> _Required action_:
Every line of the material is to be set down exactly as written.
------------------------------
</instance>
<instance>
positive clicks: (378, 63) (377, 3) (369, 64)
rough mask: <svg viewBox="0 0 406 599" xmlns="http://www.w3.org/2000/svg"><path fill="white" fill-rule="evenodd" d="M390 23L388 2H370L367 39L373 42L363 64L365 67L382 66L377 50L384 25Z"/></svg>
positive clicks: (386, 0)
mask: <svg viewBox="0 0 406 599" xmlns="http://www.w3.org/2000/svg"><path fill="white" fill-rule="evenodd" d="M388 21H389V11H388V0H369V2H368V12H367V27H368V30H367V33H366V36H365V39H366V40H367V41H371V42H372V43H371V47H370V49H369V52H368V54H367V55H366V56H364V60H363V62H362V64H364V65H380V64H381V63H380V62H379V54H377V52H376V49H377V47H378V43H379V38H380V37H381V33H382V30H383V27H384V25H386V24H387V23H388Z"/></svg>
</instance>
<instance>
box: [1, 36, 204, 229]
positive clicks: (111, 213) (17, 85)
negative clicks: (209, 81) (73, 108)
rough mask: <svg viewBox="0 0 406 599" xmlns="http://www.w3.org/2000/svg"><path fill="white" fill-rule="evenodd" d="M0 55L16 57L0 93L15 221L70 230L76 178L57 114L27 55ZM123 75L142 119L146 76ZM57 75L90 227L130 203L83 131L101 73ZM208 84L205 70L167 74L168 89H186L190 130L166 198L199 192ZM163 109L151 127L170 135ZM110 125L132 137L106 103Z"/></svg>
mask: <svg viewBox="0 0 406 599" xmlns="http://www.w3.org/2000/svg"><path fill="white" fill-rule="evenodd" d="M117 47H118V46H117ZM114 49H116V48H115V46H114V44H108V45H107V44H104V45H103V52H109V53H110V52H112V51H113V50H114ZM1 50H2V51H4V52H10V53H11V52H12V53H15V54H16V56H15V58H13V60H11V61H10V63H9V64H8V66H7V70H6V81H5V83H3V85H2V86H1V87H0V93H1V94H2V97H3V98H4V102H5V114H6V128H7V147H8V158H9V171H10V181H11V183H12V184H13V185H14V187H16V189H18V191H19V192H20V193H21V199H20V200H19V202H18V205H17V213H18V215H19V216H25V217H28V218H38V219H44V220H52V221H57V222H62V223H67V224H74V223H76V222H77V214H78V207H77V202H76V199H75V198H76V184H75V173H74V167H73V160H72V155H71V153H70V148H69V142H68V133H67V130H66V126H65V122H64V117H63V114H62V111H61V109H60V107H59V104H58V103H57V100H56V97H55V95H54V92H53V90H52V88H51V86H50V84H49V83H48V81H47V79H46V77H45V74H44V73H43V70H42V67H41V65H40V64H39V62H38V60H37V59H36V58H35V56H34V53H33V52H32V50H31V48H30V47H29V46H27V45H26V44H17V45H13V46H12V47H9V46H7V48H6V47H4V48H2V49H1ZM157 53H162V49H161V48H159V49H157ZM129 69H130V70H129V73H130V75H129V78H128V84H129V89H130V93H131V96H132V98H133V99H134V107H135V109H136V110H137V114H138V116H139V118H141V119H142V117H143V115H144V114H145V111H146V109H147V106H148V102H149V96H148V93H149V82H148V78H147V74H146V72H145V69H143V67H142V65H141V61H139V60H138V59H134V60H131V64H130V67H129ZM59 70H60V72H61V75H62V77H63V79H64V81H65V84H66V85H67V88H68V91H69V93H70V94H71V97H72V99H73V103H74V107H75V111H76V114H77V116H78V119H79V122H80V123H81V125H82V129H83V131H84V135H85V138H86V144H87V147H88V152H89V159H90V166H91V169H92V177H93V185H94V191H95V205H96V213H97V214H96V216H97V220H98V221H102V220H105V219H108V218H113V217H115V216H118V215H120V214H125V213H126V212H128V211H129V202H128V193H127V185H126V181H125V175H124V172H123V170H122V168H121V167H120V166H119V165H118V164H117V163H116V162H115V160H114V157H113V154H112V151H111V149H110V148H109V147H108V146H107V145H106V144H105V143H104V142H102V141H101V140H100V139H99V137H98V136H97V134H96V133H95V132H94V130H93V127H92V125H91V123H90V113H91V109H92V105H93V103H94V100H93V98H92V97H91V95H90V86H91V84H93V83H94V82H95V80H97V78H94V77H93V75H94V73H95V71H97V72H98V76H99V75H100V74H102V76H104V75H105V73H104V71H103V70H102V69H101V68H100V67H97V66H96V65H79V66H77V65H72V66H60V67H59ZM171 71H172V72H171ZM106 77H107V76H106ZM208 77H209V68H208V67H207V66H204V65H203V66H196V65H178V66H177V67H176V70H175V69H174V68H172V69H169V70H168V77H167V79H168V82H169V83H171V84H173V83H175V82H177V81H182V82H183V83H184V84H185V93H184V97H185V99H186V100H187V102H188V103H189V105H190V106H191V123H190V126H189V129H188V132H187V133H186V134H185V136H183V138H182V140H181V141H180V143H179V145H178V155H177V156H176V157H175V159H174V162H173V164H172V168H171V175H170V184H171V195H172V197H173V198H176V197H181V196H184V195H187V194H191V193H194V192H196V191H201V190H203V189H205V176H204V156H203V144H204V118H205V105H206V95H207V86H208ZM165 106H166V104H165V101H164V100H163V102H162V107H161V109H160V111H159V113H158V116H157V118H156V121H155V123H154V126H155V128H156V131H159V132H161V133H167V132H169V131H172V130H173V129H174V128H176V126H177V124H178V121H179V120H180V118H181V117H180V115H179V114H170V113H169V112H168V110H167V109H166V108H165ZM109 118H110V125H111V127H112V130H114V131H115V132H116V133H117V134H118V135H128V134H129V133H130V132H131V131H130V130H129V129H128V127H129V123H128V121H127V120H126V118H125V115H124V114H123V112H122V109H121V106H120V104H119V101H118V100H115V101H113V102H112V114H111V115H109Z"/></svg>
------------------------------
> _Exercise solution_:
</instance>
<instance>
positive clicks: (378, 63) (377, 3) (369, 64)
rough mask: <svg viewBox="0 0 406 599" xmlns="http://www.w3.org/2000/svg"><path fill="white" fill-rule="evenodd" d="M390 23L388 2H370L367 39L373 42L363 64L365 67L382 66L377 50L384 25Z"/></svg>
positive clicks: (386, 0)
mask: <svg viewBox="0 0 406 599" xmlns="http://www.w3.org/2000/svg"><path fill="white" fill-rule="evenodd" d="M388 21H389V11H388V0H369V2H368V12H367V27H368V30H367V33H366V36H365V39H366V40H367V41H371V42H372V43H371V47H370V49H369V52H368V54H367V55H366V56H364V60H363V62H362V64H364V65H380V64H381V63H380V62H379V54H377V52H376V49H377V47H378V43H379V38H380V37H381V33H382V30H383V27H384V25H386V24H387V23H388Z"/></svg>
</instance>
<instance>
box: [1, 36, 204, 229]
positive clicks: (111, 213) (17, 85)
negative clicks: (209, 81) (73, 108)
rough mask: <svg viewBox="0 0 406 599" xmlns="http://www.w3.org/2000/svg"><path fill="white" fill-rule="evenodd" d="M0 55L16 57L0 93L15 221L70 230L76 178L57 114L27 55ZM123 75L142 119L146 76ZM57 75L90 227L130 203L83 131L101 73ZM208 84L205 70L167 74L168 89H186L190 130L166 198L199 192ZM163 109L151 127L170 135ZM110 125L132 137L106 103Z"/></svg>
mask: <svg viewBox="0 0 406 599" xmlns="http://www.w3.org/2000/svg"><path fill="white" fill-rule="evenodd" d="M117 47H118V46H117ZM114 49H116V48H115V46H114V44H108V45H107V44H104V45H103V52H109V53H110V52H112V51H113V50H114ZM1 50H2V51H4V52H10V53H11V52H12V53H15V54H16V56H15V58H13V60H11V61H10V63H9V64H8V66H7V70H6V81H5V83H3V85H2V86H1V87H0V93H1V94H2V97H3V98H4V102H5V114H6V128H7V147H8V158H9V171H10V181H11V183H12V184H13V185H14V187H16V189H18V191H19V192H20V193H21V199H20V200H19V202H18V205H17V213H18V215H19V216H25V217H28V218H38V219H44V220H52V221H57V222H62V223H67V224H74V223H76V222H77V214H78V207H77V202H76V199H75V198H76V184H75V173H74V167H73V160H72V155H71V153H70V148H69V142H68V133H67V130H66V126H65V122H64V117H63V114H62V111H61V109H60V107H59V104H58V103H57V100H56V97H55V95H54V92H53V90H52V88H51V86H50V84H49V83H48V81H47V79H46V77H45V74H44V73H43V70H42V67H41V65H40V64H39V62H38V60H37V59H36V58H35V56H34V53H33V52H32V50H31V48H30V47H29V46H27V45H26V44H17V45H13V46H12V47H9V46H7V48H6V47H4V48H2V49H1ZM157 53H162V49H161V48H159V49H157ZM129 69H130V70H129V73H130V75H129V78H128V84H129V89H130V93H131V96H132V98H133V99H134V107H135V109H136V110H137V114H138V116H139V118H141V119H142V117H143V115H144V114H145V111H146V109H147V106H148V102H149V96H148V93H149V82H148V78H147V74H146V72H145V69H143V67H142V65H141V61H139V60H138V59H134V60H131V64H130V67H129ZM59 70H60V72H61V75H62V77H63V79H64V81H65V84H66V85H67V88H68V91H69V93H70V94H71V97H72V99H73V103H74V107H75V111H76V114H77V116H78V119H79V122H80V123H81V125H82V129H83V131H84V135H85V138H86V144H87V147H88V152H89V159H90V166H91V169H92V177H93V185H94V191H95V205H96V213H97V214H96V216H97V220H98V221H102V220H105V219H108V218H113V217H115V216H118V215H120V214H125V213H126V212H128V211H129V202H128V193H127V185H126V181H125V175H124V172H123V170H122V168H121V167H120V166H119V165H118V164H117V163H116V162H115V160H114V157H113V154H112V151H111V149H110V148H109V147H108V146H107V145H106V144H105V143H104V142H102V141H101V140H100V139H99V137H98V136H97V134H96V133H95V132H94V130H93V127H92V125H91V123H90V113H91V109H92V105H93V103H94V100H93V98H92V97H91V95H90V86H91V84H93V83H94V82H95V80H97V78H94V77H93V75H94V73H95V71H97V72H98V76H99V75H100V74H102V76H104V75H105V73H104V71H103V70H102V69H101V68H100V67H97V66H96V65H79V66H77V65H72V66H60V67H59ZM171 71H172V72H171ZM106 77H107V76H106ZM208 77H209V68H208V67H207V66H204V65H203V66H196V65H178V66H177V67H176V70H175V69H174V68H172V69H169V70H168V77H167V79H168V82H169V83H171V84H173V83H175V82H177V81H182V82H183V83H184V84H185V93H184V97H185V99H186V100H187V102H188V103H189V105H190V106H191V123H190V126H189V129H188V132H187V133H186V134H185V136H183V138H182V140H181V141H180V143H179V145H178V155H177V156H176V157H175V159H174V162H173V164H172V168H171V175H170V184H171V195H172V197H173V198H176V197H181V196H184V195H187V194H191V193H194V192H196V191H201V190H203V189H205V176H204V156H203V144H204V118H205V105H206V95H207V86H208ZM165 106H166V104H165V101H164V100H163V102H162V107H161V109H160V111H159V113H158V116H157V118H156V121H155V123H154V126H155V128H156V131H159V132H161V133H167V132H169V131H172V130H173V129H174V128H176V126H177V124H178V121H179V120H180V118H181V117H180V115H179V114H170V113H169V112H168V110H167V109H166V108H165ZM109 118H110V125H111V127H112V130H114V131H115V132H116V133H117V134H118V135H128V134H129V133H130V132H131V131H130V130H129V129H128V127H129V123H128V121H127V120H126V118H125V115H124V114H123V112H122V109H121V106H120V104H119V101H118V100H115V101H113V102H112V114H111V115H109Z"/></svg>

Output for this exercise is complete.